TEXTE PROPOSÉ ::

-----

La saison tennistique est ponctuée de tournois prestigieux qui mobilisent des millions de spectateurs, de joueurs, de partenaires et de bénévoles. Mais derrière la célébration sportive, ces événements génèrent une empreinte carbone significative, liée aux transports, à la construction des infrastructures temporaires, à la gestion des déchets ou encore à la consommation énergétique des enceintes. Conscientes de cette responsabilité, plusieurs compétitions se positionnent comme acteurs du changement vers des tournois écoresponsables, tentant d’intégrer la durabilité dans toutes les dimensions de leur organisation.

Roland-Garros, pionnier en France des tournois écoresponsables

Parmi les tournois du Grand Chelem, Roland-Garros a longtemps été en avance sur les enjeux écologiques. Dès 2008, la FFT lançait une politique de développement durable autour de son tournoi phare. Cette politique a donné naissance à une stratégie en trois axes : réduction des impacts, sensibilisation du public et innovation.

Parmi les actions concrètes : une collecte systématique des déchets, une politique stricte de recyclage, des partenariats avec des ONG pour récupérer les surplus alimentaires, et des efforts de végétalisation des espaces. Les rénovations du site ont également intégré une dimension écologique, avec par exemple la toiture végétalisée du court Suzanne-Lenglen ou l’utilisation d’énergies renouvelables.

En 2022, Roland-Garros s’est fixé un objectif clair : réduire de 30% son empreinte carbone d’ici à 2030. Cela passe par des transports doux incités pour les spectateurs, une rationalisation des déplacements des équipes, mais aussi des menus plus végétariens dans les espaces de restauration. Une démarche qui vise à faire du tournoi une référence mondiale en matière d’événement sportif durable.

Wimbledon et l’écologie « chic »

Côté britannique, Wimbledon a pris la mesure de son impact environnemental plus récemment, mais avec ambition. En 2019, le tournoi a publié un plan de développement durable à horizon 2030, avec plusieurs leviers : réduction des plastiques à usage unique, amélioration de la gestion des eaux pluviales, énergie verte, etc.

La spécificité de Wimbledon réside dans son patrimoine naturel : les terrains sont entourés de jardins, d’arbres et d’habitats protégés. Le tournoi met un point d’honneur à préserver cette biodiversité, en limitant l’artificialisation des sols et en favorisant la pollinisation autour des courts.

Par ailleurs, le tournoi s’efforce de compenser ses émissions incompressibles par des programmes de reforestation ou de soutien à des projets de transition énergétique, en Angleterre comme à l’étranger. Une approche mêlant tradition et modernité, fidèle à l’esprit du All England Club.

L’Open d’Australie et la résilience climatique

À Melbourne, c’est la vulnérabilité climatique qui pousse les organisateurs à repenser leur tournoi. Les vagues de chaleur à répétition, les incendies de forêt ou les tempêtes imprévues ont des conséquences directes sur la logistique et la santé des joueurs.

En réponse, Tennis Australia a initié plusieurs projets de modernisation écologique : panneaux solaires sur les installations, systèmes de récupération des eaux, réduction du plastique, navettes électriques… L’accent est mis sur la résilience, c’est-à-dire la capacité à maintenir l’événement malgré les bouleversements climatiques.

-----

CONSIGNE 1 :: Mettez à jour le texte sur les tournois écoresponsables : recopiez tout ce qui va de « Parmi les actions » jusqu'à « l’utilisation d’énergies renouvelables. », en remplaçant « recyclage » par « compostage ».
Le texte et les lignes qui le suivent n'ont aucun lien entre eux.

Lignes d'étiquetage de régions ::
-----

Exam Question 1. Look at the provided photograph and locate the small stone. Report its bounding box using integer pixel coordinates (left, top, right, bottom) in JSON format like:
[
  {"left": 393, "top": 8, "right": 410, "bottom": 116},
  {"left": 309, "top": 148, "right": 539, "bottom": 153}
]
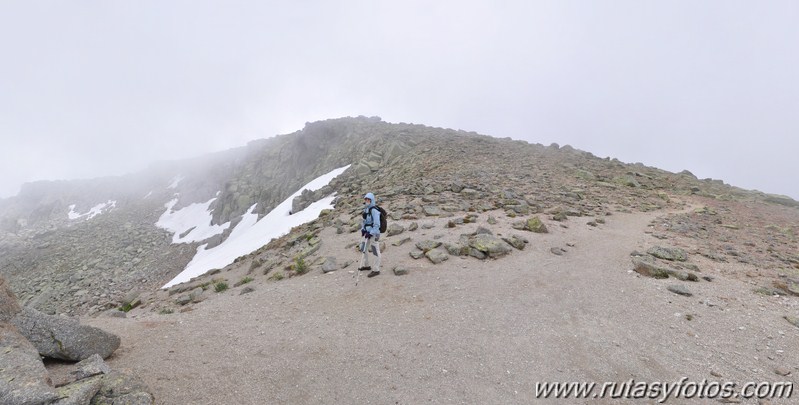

-----

CONSIGNE 2 :: Reproduisez à l'identique l'ensemble des lignes d'étiquetage de régions, en laissant les images de côté.

CORRIGÉ 1 ::
Parmi les actions concrètes : une collecte systématique des déchets, une politique stricte de compostage, des partenariats avec des ONG pour récupérer les surplus alimentaires, et des efforts de végétalisation des espaces. Les rénovations du site ont également intégré une dimension écologique, avec par exemple la toiture végétalisée du court Suzanne-Lenglen ou l’utilisation d’énergies renouvelables.

CORRIGÉ 2 ::
Exam Question 1. Look at the provided photograph and locate the small stone. Report its bounding box using integer pixel coordinates (left, top, right, bottom) in JSON format like:
[
  {"left": 393, "top": 8, "right": 410, "bottom": 116},
  {"left": 309, "top": 148, "right": 539, "bottom": 153}
]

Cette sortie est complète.